▶ _Your assignment_
The line containing "Target: flower bud" and every line after it, through the end of the material: copy these exactly and nothing else, leaving pictures out.

———

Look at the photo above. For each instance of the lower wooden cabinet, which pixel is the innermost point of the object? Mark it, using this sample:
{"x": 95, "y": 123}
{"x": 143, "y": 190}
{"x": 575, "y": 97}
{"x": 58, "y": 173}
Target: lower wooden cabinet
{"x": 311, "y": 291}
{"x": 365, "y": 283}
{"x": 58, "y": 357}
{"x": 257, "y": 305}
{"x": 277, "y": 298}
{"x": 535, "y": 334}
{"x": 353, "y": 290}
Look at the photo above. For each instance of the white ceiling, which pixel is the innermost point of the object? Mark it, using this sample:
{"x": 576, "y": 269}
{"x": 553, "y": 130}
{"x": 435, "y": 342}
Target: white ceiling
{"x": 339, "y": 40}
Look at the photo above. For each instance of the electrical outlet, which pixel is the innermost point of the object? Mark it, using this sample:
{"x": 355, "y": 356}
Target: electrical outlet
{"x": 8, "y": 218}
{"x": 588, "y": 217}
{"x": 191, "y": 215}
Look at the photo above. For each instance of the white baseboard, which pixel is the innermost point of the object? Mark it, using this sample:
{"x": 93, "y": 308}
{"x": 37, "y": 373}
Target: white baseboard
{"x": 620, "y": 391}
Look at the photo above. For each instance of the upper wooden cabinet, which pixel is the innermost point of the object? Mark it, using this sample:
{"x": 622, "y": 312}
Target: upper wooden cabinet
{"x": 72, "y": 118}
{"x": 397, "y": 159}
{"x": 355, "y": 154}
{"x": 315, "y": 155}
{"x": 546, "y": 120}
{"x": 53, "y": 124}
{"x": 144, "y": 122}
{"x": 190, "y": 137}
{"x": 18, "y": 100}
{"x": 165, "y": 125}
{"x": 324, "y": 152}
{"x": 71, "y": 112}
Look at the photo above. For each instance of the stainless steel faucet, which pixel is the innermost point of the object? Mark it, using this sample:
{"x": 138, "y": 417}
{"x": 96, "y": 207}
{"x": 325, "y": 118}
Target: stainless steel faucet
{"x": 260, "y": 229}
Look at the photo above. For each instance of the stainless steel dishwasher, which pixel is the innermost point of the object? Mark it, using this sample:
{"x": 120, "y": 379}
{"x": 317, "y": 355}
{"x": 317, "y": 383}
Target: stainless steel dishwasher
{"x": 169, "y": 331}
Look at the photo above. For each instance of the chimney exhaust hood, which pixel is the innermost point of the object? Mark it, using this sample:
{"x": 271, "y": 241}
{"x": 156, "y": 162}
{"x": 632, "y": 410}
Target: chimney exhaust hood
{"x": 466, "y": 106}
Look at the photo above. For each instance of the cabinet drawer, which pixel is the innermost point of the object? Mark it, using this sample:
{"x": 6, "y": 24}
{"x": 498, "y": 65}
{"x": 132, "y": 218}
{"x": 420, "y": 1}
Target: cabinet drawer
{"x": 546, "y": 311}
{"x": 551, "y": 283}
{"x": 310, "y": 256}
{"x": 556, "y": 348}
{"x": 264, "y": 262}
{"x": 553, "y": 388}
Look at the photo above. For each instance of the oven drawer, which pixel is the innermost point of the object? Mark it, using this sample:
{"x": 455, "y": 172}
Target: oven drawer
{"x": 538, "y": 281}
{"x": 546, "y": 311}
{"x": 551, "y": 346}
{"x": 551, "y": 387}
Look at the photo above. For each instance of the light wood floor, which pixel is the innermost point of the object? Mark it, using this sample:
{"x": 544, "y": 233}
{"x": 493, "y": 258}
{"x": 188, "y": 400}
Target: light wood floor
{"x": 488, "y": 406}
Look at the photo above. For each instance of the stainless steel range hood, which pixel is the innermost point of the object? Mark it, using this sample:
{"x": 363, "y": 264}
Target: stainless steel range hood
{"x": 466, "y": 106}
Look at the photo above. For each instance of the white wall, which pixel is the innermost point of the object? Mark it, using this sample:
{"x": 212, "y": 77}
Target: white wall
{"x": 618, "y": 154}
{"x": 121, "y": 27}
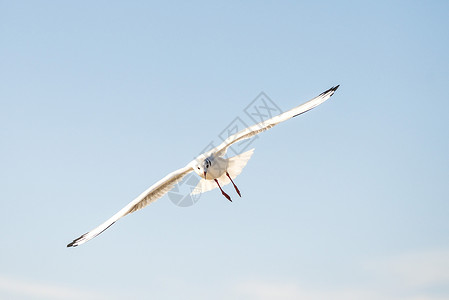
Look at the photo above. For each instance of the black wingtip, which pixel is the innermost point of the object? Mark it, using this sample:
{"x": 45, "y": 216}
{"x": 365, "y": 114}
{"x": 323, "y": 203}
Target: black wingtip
{"x": 332, "y": 89}
{"x": 72, "y": 244}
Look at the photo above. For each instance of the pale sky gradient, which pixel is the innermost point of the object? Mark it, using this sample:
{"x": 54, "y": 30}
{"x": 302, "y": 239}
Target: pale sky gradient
{"x": 99, "y": 100}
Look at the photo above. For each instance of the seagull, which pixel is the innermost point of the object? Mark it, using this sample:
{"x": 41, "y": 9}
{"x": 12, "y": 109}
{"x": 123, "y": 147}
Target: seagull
{"x": 211, "y": 166}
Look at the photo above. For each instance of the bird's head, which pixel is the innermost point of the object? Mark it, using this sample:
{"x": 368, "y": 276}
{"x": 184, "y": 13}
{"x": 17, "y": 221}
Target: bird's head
{"x": 202, "y": 167}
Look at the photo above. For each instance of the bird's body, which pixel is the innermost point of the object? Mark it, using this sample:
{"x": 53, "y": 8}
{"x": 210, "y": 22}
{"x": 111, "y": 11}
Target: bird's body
{"x": 214, "y": 169}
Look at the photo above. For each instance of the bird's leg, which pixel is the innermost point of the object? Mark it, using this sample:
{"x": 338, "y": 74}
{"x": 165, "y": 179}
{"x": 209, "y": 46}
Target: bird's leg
{"x": 236, "y": 188}
{"x": 224, "y": 194}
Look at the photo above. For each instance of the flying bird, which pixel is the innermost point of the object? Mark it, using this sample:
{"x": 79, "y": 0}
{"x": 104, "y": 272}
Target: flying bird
{"x": 214, "y": 169}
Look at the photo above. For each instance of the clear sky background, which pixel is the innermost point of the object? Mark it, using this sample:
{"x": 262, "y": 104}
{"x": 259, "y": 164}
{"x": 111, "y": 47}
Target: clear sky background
{"x": 101, "y": 99}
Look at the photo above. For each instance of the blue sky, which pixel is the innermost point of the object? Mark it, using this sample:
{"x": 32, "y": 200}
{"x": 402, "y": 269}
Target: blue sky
{"x": 100, "y": 100}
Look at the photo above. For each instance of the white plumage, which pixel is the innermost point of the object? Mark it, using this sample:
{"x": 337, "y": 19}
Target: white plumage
{"x": 211, "y": 166}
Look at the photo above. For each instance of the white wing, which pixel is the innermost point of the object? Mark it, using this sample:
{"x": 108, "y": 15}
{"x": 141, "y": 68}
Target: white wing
{"x": 155, "y": 192}
{"x": 267, "y": 124}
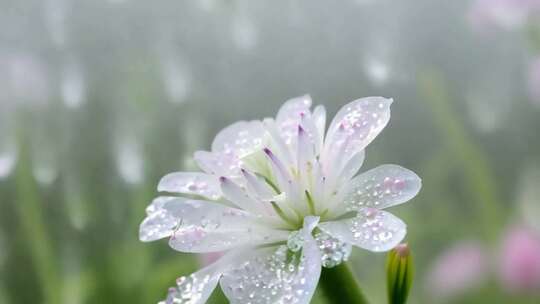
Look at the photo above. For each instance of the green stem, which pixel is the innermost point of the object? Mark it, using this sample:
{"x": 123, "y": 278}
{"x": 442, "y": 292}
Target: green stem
{"x": 30, "y": 214}
{"x": 477, "y": 171}
{"x": 340, "y": 286}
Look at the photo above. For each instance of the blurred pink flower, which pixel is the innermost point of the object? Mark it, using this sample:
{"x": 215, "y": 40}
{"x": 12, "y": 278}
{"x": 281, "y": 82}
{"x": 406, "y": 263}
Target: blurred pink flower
{"x": 459, "y": 268}
{"x": 534, "y": 80}
{"x": 504, "y": 14}
{"x": 520, "y": 259}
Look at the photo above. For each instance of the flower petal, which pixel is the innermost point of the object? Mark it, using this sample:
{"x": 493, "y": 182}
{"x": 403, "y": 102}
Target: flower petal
{"x": 196, "y": 183}
{"x": 372, "y": 229}
{"x": 240, "y": 138}
{"x": 195, "y": 288}
{"x": 267, "y": 276}
{"x": 220, "y": 164}
{"x": 382, "y": 187}
{"x": 354, "y": 127}
{"x": 289, "y": 117}
{"x": 160, "y": 222}
{"x": 240, "y": 197}
{"x": 209, "y": 227}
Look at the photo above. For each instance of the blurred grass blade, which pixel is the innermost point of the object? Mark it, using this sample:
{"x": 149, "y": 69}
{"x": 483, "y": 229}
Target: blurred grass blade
{"x": 30, "y": 214}
{"x": 399, "y": 274}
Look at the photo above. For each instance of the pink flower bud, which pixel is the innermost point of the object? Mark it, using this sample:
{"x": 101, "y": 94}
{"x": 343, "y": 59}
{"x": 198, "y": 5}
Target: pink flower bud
{"x": 458, "y": 269}
{"x": 520, "y": 260}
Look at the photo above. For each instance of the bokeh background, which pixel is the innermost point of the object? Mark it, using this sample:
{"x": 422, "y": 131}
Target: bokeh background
{"x": 99, "y": 99}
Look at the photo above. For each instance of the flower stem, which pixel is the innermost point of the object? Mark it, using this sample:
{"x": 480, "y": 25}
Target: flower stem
{"x": 340, "y": 286}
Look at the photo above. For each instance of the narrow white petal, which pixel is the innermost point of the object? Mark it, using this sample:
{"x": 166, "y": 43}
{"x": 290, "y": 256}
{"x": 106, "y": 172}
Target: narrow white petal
{"x": 289, "y": 117}
{"x": 196, "y": 183}
{"x": 210, "y": 227}
{"x": 354, "y": 127}
{"x": 240, "y": 197}
{"x": 266, "y": 276}
{"x": 305, "y": 158}
{"x": 159, "y": 222}
{"x": 240, "y": 138}
{"x": 382, "y": 187}
{"x": 278, "y": 144}
{"x": 195, "y": 288}
{"x": 351, "y": 167}
{"x": 219, "y": 164}
{"x": 319, "y": 118}
{"x": 372, "y": 229}
{"x": 258, "y": 186}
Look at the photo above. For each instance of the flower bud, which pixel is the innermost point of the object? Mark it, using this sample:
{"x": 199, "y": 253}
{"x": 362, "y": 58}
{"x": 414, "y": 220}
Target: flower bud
{"x": 399, "y": 274}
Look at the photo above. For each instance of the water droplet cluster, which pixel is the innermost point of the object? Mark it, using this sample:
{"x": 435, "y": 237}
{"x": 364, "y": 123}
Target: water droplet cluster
{"x": 267, "y": 279}
{"x": 333, "y": 251}
{"x": 189, "y": 290}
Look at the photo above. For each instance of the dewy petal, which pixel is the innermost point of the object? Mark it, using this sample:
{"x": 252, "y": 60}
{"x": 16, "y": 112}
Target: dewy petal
{"x": 290, "y": 115}
{"x": 240, "y": 138}
{"x": 196, "y": 183}
{"x": 195, "y": 288}
{"x": 267, "y": 276}
{"x": 210, "y": 227}
{"x": 319, "y": 119}
{"x": 354, "y": 127}
{"x": 372, "y": 229}
{"x": 382, "y": 187}
{"x": 160, "y": 222}
{"x": 219, "y": 164}
{"x": 239, "y": 197}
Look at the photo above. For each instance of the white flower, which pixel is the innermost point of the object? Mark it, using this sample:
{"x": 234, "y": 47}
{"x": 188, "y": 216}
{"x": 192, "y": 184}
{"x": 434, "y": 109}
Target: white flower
{"x": 283, "y": 199}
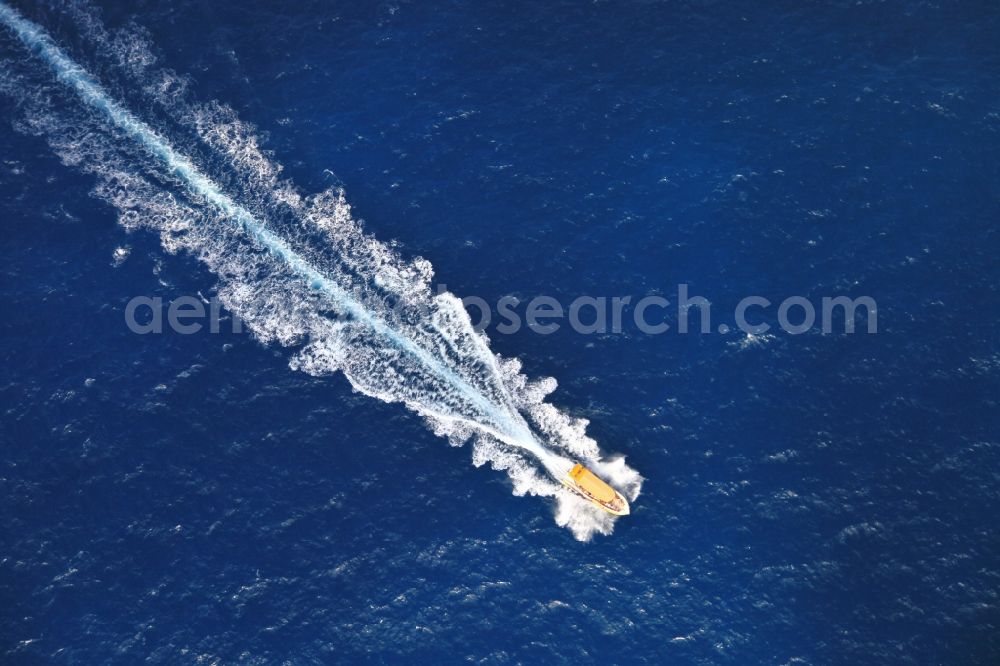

———

▶ _Written answer_
Target: flower bud
{"x": 399, "y": 274}
Look at the photo above. For each instance of the water droplet cluster, which pixel is the innermost point of the object? Mark it, using this sample:
{"x": 435, "y": 237}
{"x": 364, "y": 123}
Target: water droplet cluster
{"x": 267, "y": 279}
{"x": 333, "y": 251}
{"x": 189, "y": 290}
Look at the photo above. For each instance of the dewy petal, which pixel is the innermost point of the object? Mark it, using this sample:
{"x": 252, "y": 60}
{"x": 16, "y": 112}
Target: dewy petal
{"x": 290, "y": 115}
{"x": 240, "y": 138}
{"x": 196, "y": 183}
{"x": 195, "y": 288}
{"x": 267, "y": 276}
{"x": 210, "y": 227}
{"x": 319, "y": 119}
{"x": 354, "y": 127}
{"x": 372, "y": 229}
{"x": 382, "y": 187}
{"x": 160, "y": 222}
{"x": 219, "y": 164}
{"x": 239, "y": 197}
Look at the photo above. For each instance of the white flower, which pixel is the innermost point of the object? Mark it, using this sample:
{"x": 234, "y": 47}
{"x": 188, "y": 216}
{"x": 192, "y": 184}
{"x": 434, "y": 109}
Target: white flower
{"x": 283, "y": 199}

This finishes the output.